**Source text**
21 Jan 2011

Though it may come as a surprise to some, our Planet Golf Architect of the Year for 2010 is American Jim Urbina. Having started in the design business working for Pete Dye in the mid-1980s, Urbina left Dye in 1992 to join an unknown novice named Tom Doak, whom he worked with successfully for more than 17 years. In 2010, after completing their second masterpiece at the Bandon Dunes Resort in Oregon, Tom Doak and Jim Urbina went their separate ways – and one gets the sense that Urbina was as stunned as anyone else when the partnership ended. It’s not an easy time to establish yourself as a serious solo designer.

So onto our award, and the reason for the choice of Jim Urbina is simple – he not only assembled a wonderful portfolio of completed work whilst working with Doak, but he was the Renaissance Design man on the ground at Old Macdonald, which is surely the most significant global golf course to have opened during the past year. Of course Doak himself was a strong contender for the award, as were Kyle Phillips (Verdura & Yas Links), Bill Coore (Lost Farm & The Dormie Club) and Brian Curley (Lava Fields, Blackstone & others in China).

Prior to notifying Urbina of the ‘Architect of the Year’ accolade we interviewed him for Planet Golf, asking about his beginnings in the business and of those early years with Doak as they worked to establish what has become a globally admired design company. Highlights of the interview are featured below.

Interview with Jim Urbina, Planet Golf Architect of the Year for 2010.

We’ll begin with some background – you worked for Pete Dye and essentially learned the craft of design from him. When was that and what were some of the most important lessons you learned from Dye?

JU - I started with Pete Dye in 1982 at a golf course in Colorado called the T.P.C. at Plum Creek. I worked for Pete and his son Perry for almost 9 years, a few being part time as summer employment.  I was also teaching high school drafting for a couple of years until I decided to go full time in the golf design business in 1985.

**What is needed**
Copy the Jim Urbina interview text word for word, from start to finish. The records that come next are separate material, unrelated to the interview text.

**Object detection data**

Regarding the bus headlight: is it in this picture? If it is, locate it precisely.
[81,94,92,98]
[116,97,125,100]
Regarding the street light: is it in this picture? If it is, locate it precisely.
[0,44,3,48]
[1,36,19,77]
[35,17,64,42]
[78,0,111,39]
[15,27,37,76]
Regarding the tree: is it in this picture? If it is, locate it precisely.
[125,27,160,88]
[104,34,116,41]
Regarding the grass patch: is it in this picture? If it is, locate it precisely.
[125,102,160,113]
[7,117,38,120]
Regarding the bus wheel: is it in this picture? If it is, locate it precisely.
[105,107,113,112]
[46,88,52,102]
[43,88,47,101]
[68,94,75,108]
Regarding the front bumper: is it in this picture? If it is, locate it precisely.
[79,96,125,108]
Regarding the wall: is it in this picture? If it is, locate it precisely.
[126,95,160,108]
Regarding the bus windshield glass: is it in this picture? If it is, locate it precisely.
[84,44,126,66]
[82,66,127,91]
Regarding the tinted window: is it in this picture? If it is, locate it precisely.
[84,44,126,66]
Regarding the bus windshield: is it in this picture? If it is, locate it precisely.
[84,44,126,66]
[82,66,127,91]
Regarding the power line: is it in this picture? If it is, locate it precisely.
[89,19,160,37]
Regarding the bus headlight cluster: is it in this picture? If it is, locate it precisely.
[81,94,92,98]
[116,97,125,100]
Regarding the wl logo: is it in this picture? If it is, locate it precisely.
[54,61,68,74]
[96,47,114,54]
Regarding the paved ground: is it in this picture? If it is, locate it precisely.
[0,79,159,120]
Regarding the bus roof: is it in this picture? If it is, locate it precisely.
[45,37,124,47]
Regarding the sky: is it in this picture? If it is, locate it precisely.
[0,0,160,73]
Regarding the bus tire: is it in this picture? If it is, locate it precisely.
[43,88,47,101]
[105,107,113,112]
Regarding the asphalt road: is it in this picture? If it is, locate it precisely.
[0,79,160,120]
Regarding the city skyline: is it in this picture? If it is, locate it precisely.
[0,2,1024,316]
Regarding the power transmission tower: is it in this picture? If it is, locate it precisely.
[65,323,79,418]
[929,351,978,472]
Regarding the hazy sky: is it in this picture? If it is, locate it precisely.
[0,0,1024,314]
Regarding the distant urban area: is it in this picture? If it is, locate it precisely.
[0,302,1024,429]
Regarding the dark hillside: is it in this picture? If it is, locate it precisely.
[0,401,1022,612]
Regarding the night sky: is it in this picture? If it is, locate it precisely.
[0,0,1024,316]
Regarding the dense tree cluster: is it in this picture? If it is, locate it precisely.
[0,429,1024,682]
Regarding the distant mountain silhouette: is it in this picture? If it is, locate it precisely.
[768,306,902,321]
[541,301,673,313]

**The response**
21 Jan 2011

Though it may come as a surprise to some, our Planet Golf Architect of the Year for 2010 is American Jim Urbina. Having started in the design business working for Pete Dye in the mid-1980s, Urbina left Dye in 1992 to join an unknown novice named Tom Doak, whom he worked with successfully for more than 17 years. In 2010, after completing their second masterpiece at the Bandon Dunes Resort in Oregon, Tom Doak and Jim Urbina went their separate ways – and one gets the sense that Urbina was as stunned as anyone else when the partnership ended. It’s not an easy time to establish yourself as a serious solo designer.

So onto our award, and the reason for the choice of Jim Urbina is simple – he not only assembled a wonderful portfolio of completed work whilst working with Doak, but he was the Renaissance Design man on the ground at Old Macdonald, which is surely the most significant global golf course to have opened during the past year. Of course Doak himself was a strong contender for the award, as were Kyle Phillips (Verdura & Yas Links), Bill Coore (Lost Farm & The Dormie Club) and Brian Curley (Lava Fields, Blackstone & others in China).

Prior to notifying Urbina of the ‘Architect of the Year’ accolade we interviewed him for Planet Golf, asking about his beginnings in the business and of those early years with Doak as they worked to establish what has become a globally admired design company. Highlights of the interview are featured below.

Interview with Jim Urbina, Planet Golf Architect of the Year for 2010.

We’ll begin with some background – you worked for Pete Dye and essentially learned the craft of design from him. When was that and what were some of the most important lessons you learned from Dye?

JU - I started with Pete Dye in 1982 at a golf course in Colorado called the T.P.C. at Plum Creek. I worked for Pete and his son Perry for almost 9 years, a few being part time as summer employment.  I was also teaching high school drafting for a couple of years until I decided to go full time in the golf design business in 1985.